**What the exercise asks**
Copy every one of the records below word for word, without changing anything.

**Data for this exercise**
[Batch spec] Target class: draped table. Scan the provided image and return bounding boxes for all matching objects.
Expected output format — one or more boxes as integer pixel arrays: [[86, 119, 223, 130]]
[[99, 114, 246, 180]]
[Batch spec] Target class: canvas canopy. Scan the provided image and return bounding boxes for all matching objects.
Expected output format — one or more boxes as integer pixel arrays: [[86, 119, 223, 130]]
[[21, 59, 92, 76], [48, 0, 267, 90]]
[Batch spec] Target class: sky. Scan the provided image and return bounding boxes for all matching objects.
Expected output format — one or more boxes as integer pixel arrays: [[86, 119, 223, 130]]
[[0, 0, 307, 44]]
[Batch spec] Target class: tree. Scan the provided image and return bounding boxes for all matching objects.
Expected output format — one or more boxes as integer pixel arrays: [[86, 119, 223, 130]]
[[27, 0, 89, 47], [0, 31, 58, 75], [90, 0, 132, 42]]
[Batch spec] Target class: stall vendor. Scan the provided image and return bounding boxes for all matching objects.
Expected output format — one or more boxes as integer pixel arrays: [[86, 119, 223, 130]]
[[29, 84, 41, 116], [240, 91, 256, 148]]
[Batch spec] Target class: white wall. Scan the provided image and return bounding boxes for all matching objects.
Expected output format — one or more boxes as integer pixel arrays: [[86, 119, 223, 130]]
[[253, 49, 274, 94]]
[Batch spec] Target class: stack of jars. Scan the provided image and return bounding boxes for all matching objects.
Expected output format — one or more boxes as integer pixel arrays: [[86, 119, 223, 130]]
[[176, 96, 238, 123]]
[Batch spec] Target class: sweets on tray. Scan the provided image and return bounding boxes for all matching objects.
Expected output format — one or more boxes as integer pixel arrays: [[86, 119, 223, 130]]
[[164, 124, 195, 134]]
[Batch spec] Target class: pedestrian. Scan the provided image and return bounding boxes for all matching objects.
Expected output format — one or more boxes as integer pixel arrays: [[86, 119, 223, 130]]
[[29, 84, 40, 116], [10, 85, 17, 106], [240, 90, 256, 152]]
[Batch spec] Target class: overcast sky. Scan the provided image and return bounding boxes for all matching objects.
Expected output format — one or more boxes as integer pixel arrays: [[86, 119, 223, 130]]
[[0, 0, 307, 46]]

**Exercise output**
[Batch spec] Target class: draped table. Scan the provided image and return bounding boxes for all matching objects.
Expected output format — one or more boxes as integer pixel arrays: [[86, 119, 223, 130]]
[[99, 114, 246, 180]]
[Batch spec] Target class: canvas canopy. Scan the provided image and return bounding boxes for all matching objects.
Expected output format — one or more boxes as integer pixel arrays: [[86, 119, 223, 130]]
[[21, 59, 92, 76], [48, 0, 267, 90]]
[Batch spec] Target class: sky. Scan the provided image and return bounding boxes for all matching objects.
Expected output format — one or more boxes as integer pixel arrays: [[86, 119, 223, 130]]
[[0, 0, 307, 44]]
[Batch spec] Target class: tree. Scan the provided image and return bounding boxes for all matching objects.
Expected output format — one or more boxes as integer pixel arrays: [[86, 119, 223, 130]]
[[27, 0, 89, 47], [0, 31, 58, 75], [90, 0, 132, 42]]
[Batch spec] Target class: stall vendor. Scan the provided image and return bounding boxes for all matching objects.
Expected output format — one or more boxes as integer pixel arrays: [[86, 119, 223, 130]]
[[29, 84, 41, 116], [240, 91, 256, 148]]
[Batch spec] Target class: white wall. Scan the provided image and return bounding boxes for all matching objects.
Expected output format — one or more boxes as integer pixel arrays: [[86, 119, 223, 130]]
[[253, 49, 274, 94]]
[Batch spec] Target class: stack of jars. Scan the provided image and return bounding boxes for all matching objects.
Expected output format — one or more boxes as integer pixel arrays: [[86, 119, 223, 130]]
[[176, 96, 238, 123]]
[Batch spec] Target class: sweets on tray. Scan the provided image and return bounding boxes for all matching objects.
Expected output format — one or more boxes as integer pixel arrays: [[86, 119, 223, 130]]
[[164, 124, 195, 134]]
[Batch spec] Target class: pedestrian. Scan the provided image and return bounding boxes for all matching objects.
Expected output format — one or more boxes as integer pixel arrays: [[86, 119, 223, 130]]
[[29, 84, 40, 116], [10, 85, 17, 106], [240, 90, 256, 152]]
[Batch spec] Target class: overcast sky. Scan the provided image and return bounding boxes for all matching objects.
Expected output format — one or more boxes as integer pixel arrays: [[86, 119, 223, 130]]
[[0, 0, 307, 46]]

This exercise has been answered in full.